# sirius esn help



## photo2000a (Mar 9, 2004)

just got my new car, unf the dealer made a few mistakes installing sirius

one was missplacing the esn card, and we werent able to pull the pannel back to see it on the unit

does anyone know if it's possible to using the nav display to get it to display the sirius ESN so i can get it activated


a second question i have a trunk mounted antenna with the green dot, i was under the impression the green dot was for roof and red dot for trunk, can anyone confirm (using the green dot wires are sticking out i guess in error)

thanks


----------



## SRFast (Sep 3, 2003)

Do you own a 2004 BMW with NAV & the BMW Sirius kit? If you do, it must one of the first installations because Sirius was never supported with NAV. Check the Sirius Owner's manual - page 16. It says you obtain the ESN by holding down the "SAT" button for 1.5 seconds. That's how I did it on my car. BTW, why didn't BMW activate the service for you? You are entitled to 2-3 months free service when you sign up for an annual contract.

Sorry I can't help you on antena question. My roof mount antenna is mounted on the rear parcel shelf.

Hope this helps....JL


----------



## photo2000a (Mar 9, 2004)

*tnx*



SRFast said:


> Do you own a 2004 BMW with NAV & the BMW Sirius kit? If you do, it must one of the first installations because Sirius was never supported with NAV. Check the Sirius Owner's manual - page 16. It says you obtain the ESN by holding down the "SAT" button for 1.5 seconds. That's how I did it on my car. BTW, why didn't BMW activate the service for you? You are entitled to 2-3 months free service when you sign up for an annual contract.
> 
> Sorry I can't help you on antena question. My roof mount antenna is mounted on the rear parcel shelf.
> 
> Hope this helps....JL


thanks v much for helping i just noticed that i got 2 nearly the same sat books one didn't have the info the other said as you did above cool beans tnx

yeah i've got asst,nav,sirius i am not 'THE' first but one had to teach the dealer how do install it thanks to the posts here,

one thing i didn't consider was the rear shelf inside the car, would strike me as the least ugly option as long as it didn't effect reception, which i am guessing isn't bad and if so i can always move it to the trunk later

soon i hope to add the voice nav input /speach recog / module and the blue tooth option when avail

off topic but this is a super fun car only a few miles on it but i LOVE it


----------



## SRFast (Sep 3, 2003)

→ **Stored data**
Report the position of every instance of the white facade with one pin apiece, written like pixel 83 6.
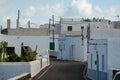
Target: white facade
pixel 70 45
pixel 10 70
pixel 15 41
pixel 71 48
pixel 104 43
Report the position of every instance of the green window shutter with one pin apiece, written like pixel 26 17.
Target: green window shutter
pixel 69 28
pixel 52 46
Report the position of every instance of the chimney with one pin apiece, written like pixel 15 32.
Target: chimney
pixel 8 23
pixel 17 24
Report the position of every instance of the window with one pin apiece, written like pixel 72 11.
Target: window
pixel 69 28
pixel 91 60
pixel 52 46
pixel 103 62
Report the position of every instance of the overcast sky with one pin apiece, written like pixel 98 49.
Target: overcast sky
pixel 39 11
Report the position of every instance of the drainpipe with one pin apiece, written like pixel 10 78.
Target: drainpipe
pixel 97 68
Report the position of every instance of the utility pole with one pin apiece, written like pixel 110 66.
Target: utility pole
pixel 29 24
pixel 17 24
pixel 53 26
pixel 49 25
pixel 117 17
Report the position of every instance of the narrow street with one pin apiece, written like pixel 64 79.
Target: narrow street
pixel 63 70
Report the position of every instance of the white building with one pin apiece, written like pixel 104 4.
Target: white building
pixel 73 38
pixel 103 57
pixel 32 41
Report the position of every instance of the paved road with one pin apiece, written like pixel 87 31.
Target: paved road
pixel 63 70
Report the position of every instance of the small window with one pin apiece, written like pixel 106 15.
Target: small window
pixel 69 28
pixel 52 46
pixel 103 62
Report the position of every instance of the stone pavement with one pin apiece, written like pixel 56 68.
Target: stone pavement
pixel 63 70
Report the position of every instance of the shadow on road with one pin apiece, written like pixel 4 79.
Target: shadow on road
pixel 63 70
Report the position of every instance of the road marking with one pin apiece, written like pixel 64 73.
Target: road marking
pixel 44 72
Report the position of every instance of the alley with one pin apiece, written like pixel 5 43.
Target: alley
pixel 63 70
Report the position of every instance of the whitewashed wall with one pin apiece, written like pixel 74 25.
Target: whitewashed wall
pixel 79 52
pixel 15 41
pixel 114 53
pixel 101 48
pixel 103 33
pixel 76 26
pixel 9 70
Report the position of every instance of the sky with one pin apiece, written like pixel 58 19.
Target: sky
pixel 39 11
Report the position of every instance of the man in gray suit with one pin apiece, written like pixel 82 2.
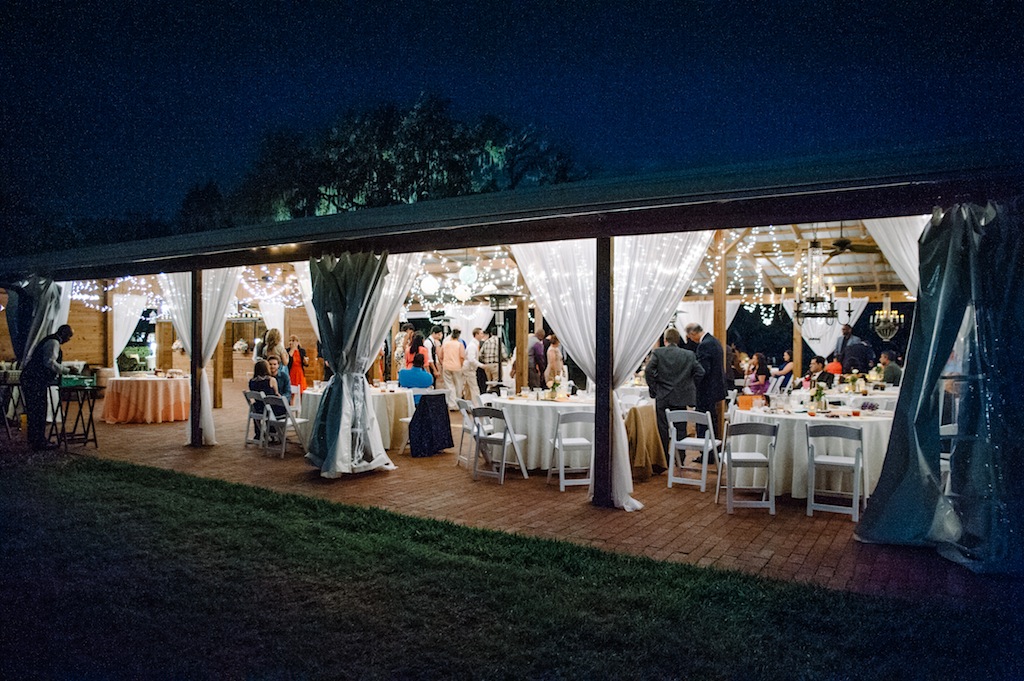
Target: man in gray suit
pixel 671 373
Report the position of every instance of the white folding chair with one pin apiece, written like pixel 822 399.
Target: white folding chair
pixel 279 426
pixel 255 421
pixel 502 438
pixel 468 426
pixel 563 443
pixel 820 457
pixel 751 458
pixel 679 443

→ **Written task 1**
Return the passage of the Sirius ESN thread from "does anyone know" to "guess in error)".
→ **Written task 2**
In the Sirius ESN thread, which options does photo2000a say the car has?
The data was drawn from a separate source.

→ **Response 1**
does anyone know if it's possible to using the nav display to get it to display the sirius ESN so i can get it activated


a second question i have a trunk mounted antenna with the green dot, i was under the impression the green dot was for roof and red dot for trunk, can anyone confirm (using the green dot wires are sticking out i guess in error)

→ **Response 2**
asst, nav, sirius